Фрагмент текста:
• • • • • • •

Третьего командира взвода, младшего лейтенанта Елисеева, я не видел перед боем.

Видел раненных. Они возмущались артподготовкой и во всем винили этого "бога войны". Да, сегодня бог артиллерии был немилостив к людям и отсюда результаты, возможно. Я, конечно, понимаю, что здесь преувеличение, но доля истины, большая доля чувствуется в показаниях пехотинцев.

Много оружия осталось на поле боя. Пехотинцы, оставшиеся в живых, проявляли большой героизм. Одного такого героя, который, очевидно, так и останется безвестным и не награжденным, я видел сегодня. Он был ранен в обе руки, но раненными руками перевязывал других раненных (не было санитаров), вынес этими же руками 10 автоматов и одиннадцатый свой. Больше у него не хватило сил, и когда я встретил его – он истекал кровью.

20.08.1944

Оказывается, пехота сама подлезла под артогонь, раньше времени начав наступление, а саперы не разминировав минное поле, отделяющее противника, ушли. Петрусян мне рассказывал, что он сам разминировал большой участок у окопов противника. Первая линия ходов сообщения оказалась ложной – вырытой на пол штыка. Вторая была значительно дальше и обе разделяла сеть проволочных заграждений и минное поле. Часть людей подорвалась на минах, часть погибла от нашего артогня. Противник не стрелял, и если бы согласованные и правильные действия пехоты и артиллерии с саперами, можно было бы удачно завершить операцию.

Язык мой – враг мой! Совершил огромную глупость. Читал Пугачу дневник в присутствии бойцов. Особенно в присутствии Тарнавского. Это исключительно подлый, коварный и нахальный человек. Мне теперь придется бояться его и добиваться расположения, но я знаю, что никогда не пойду на это и при первом же выговоре ему или взыскании, он постарается меня угробить путем доноса о непозволительных записях в дневнике.

Это может повлечь за собой отнятие у меня (конфискацию) дневников и даже больше. Вот почему я хочу начать новый дневник.

• • • • • • •

Задания:
1) Перескажите в виде краткого списка абзац фрагмента дневника, начинающийся словами «Оказывается, пехота сама подлезла», сохранив его основные факты.
2) Перепечатайте без изменений часть фрагмента дневника: начните со слов, где есть «Третьего командира взвода, младшего», и остановитесь после «в показаниях пехотинцев.».
Для выполнения используйте исключительно фрагмент дневника.

Имеющиеся данные:

• • • • • • •

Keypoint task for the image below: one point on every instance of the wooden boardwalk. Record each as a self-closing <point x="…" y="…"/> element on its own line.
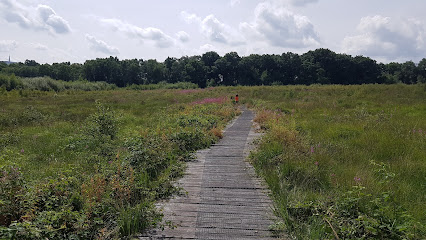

• • • • • • •

Ответы по заданиям:
1)
- Пехота начала наступление раньше времени и сама попала под огонь своей артиллерии.
- Саперы ушли, не разминировав минное поле перед противником.
- Петрусян рассказал, что сам разминировал большой участок у окопов противника.
- Первая линия ходов сообщения оказалась ложной, вырытой на пол штыка. Вторая находилась значительно дальше, и между ними были проволочные заграждения и минное поле.
- Часть людей подорвалась на минах, часть погибла от своего же артогня.
- Противник не стрелял. При согласованных и правильных действиях пехоты, артиллерии и саперов операцию можно было бы удачно завершить.

2)
Третьего командира взвода, младшего лейтенанта Елисеева, я не видел перед боем.

Видел раненных. Они возмущались артподготовкой и во всем винили этого "бога войны". Да, сегодня бог артиллерии был немилостив к людям и отсюда результаты, возможно. Я, конечно, понимаю, что здесь преувеличение, но доля истины, большая доля чувствуется в показаниях пехотинцев.